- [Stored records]

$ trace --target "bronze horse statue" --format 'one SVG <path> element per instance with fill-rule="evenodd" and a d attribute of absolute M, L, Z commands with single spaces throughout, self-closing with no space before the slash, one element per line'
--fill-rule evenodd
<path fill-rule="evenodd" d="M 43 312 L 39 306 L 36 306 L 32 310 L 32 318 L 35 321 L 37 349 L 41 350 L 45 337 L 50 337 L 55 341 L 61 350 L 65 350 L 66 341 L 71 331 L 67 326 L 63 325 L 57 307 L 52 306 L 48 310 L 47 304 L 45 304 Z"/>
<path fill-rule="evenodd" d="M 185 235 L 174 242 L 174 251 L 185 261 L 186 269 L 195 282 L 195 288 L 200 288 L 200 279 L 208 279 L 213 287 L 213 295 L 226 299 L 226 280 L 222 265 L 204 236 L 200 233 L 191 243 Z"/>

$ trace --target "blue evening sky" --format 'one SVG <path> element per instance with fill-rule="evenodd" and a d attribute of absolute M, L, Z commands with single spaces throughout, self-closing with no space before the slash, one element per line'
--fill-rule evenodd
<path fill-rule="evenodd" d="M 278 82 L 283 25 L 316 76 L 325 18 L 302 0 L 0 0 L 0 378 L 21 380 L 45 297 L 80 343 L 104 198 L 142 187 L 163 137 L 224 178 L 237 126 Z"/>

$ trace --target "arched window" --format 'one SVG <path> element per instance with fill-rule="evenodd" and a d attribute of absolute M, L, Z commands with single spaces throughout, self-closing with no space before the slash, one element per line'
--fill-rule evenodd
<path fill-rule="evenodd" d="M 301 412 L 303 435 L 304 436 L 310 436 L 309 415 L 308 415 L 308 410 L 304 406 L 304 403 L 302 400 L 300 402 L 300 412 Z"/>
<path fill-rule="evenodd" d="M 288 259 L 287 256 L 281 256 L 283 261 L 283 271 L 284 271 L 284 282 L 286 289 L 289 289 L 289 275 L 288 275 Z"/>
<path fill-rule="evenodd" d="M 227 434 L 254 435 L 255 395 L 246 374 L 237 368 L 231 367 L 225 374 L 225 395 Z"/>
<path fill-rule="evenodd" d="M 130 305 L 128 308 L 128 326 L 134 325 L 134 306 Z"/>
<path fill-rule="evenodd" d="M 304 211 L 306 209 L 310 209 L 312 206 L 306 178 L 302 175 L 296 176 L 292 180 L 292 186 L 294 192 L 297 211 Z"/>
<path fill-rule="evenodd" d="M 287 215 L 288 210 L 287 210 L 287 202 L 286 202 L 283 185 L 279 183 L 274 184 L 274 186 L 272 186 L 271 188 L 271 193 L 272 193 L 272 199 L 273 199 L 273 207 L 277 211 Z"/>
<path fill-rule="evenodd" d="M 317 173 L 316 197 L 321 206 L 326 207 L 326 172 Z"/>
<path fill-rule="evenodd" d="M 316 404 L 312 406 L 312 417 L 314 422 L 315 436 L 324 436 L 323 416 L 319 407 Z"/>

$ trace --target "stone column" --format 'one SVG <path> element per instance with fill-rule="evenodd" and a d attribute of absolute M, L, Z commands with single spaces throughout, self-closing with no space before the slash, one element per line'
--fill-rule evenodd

- [WHAT YOU HAVE TO DO] Retype the entries one by one, exactly.

- [THE OUTPUT]
$ trace --target "bronze horse statue" --format 'one SVG <path> element per instance with fill-rule="evenodd" and a d attribute of absolute M, L, Z commands with single spaces throughout, self-closing with no space before the slash, one element per line'
--fill-rule evenodd
<path fill-rule="evenodd" d="M 43 312 L 39 306 L 36 306 L 32 310 L 32 318 L 35 321 L 37 349 L 41 350 L 45 337 L 50 337 L 55 341 L 61 350 L 65 350 L 66 341 L 71 331 L 67 326 L 63 325 L 57 307 L 52 306 L 48 310 L 47 304 L 45 304 Z"/>
<path fill-rule="evenodd" d="M 185 235 L 174 242 L 174 251 L 185 261 L 186 269 L 195 282 L 195 288 L 200 288 L 200 279 L 208 279 L 213 287 L 213 295 L 226 299 L 226 280 L 222 265 L 204 236 L 200 233 L 191 243 Z"/>

$ trace --target "blue evening sky" --format 'one SVG <path> element per instance with fill-rule="evenodd" and a d attribute of absolute M, L, Z commands with single spaces throughout, self-closing with no space before the slash, one element per line'
--fill-rule evenodd
<path fill-rule="evenodd" d="M 278 82 L 283 25 L 316 76 L 325 18 L 302 0 L 0 0 L 0 378 L 21 380 L 45 297 L 80 343 L 104 198 L 142 187 L 163 137 L 224 178 L 237 126 Z"/>

$ trace --target "arched window" --format 'one SVG <path> element per instance with fill-rule="evenodd" and a d attribute of absolute M, L, Z commands with single spaces throughout, self-closing with no space before the slash, one element per line'
--fill-rule evenodd
<path fill-rule="evenodd" d="M 301 412 L 303 435 L 304 436 L 310 436 L 309 415 L 308 415 L 308 410 L 304 406 L 304 403 L 302 400 L 300 402 L 300 412 Z"/>
<path fill-rule="evenodd" d="M 288 259 L 287 256 L 281 256 L 283 261 L 283 271 L 284 271 L 284 282 L 286 289 L 289 289 L 289 275 L 288 275 Z"/>
<path fill-rule="evenodd" d="M 227 434 L 254 435 L 255 395 L 246 374 L 237 368 L 231 367 L 225 374 L 225 395 Z"/>
<path fill-rule="evenodd" d="M 130 305 L 128 308 L 128 326 L 134 325 L 134 306 Z"/>
<path fill-rule="evenodd" d="M 304 211 L 306 209 L 310 209 L 312 206 L 306 178 L 302 175 L 296 176 L 292 180 L 292 186 L 294 192 L 297 211 Z"/>
<path fill-rule="evenodd" d="M 287 215 L 288 210 L 287 210 L 287 202 L 286 202 L 283 185 L 279 183 L 274 184 L 274 186 L 272 186 L 271 188 L 271 193 L 272 193 L 272 199 L 273 199 L 273 207 L 277 211 Z"/>
<path fill-rule="evenodd" d="M 317 173 L 316 197 L 321 206 L 326 207 L 326 172 Z"/>
<path fill-rule="evenodd" d="M 316 404 L 312 406 L 312 417 L 314 422 L 315 436 L 324 436 L 323 416 L 319 407 Z"/>

$ trace --target "stone column" --format 'one SVG <path> element per instance with fill-rule="evenodd" and a d attribute of absolute M, L, Z commands with single spaces throughout, self-closing with no space before the slash, one element per line'
--fill-rule evenodd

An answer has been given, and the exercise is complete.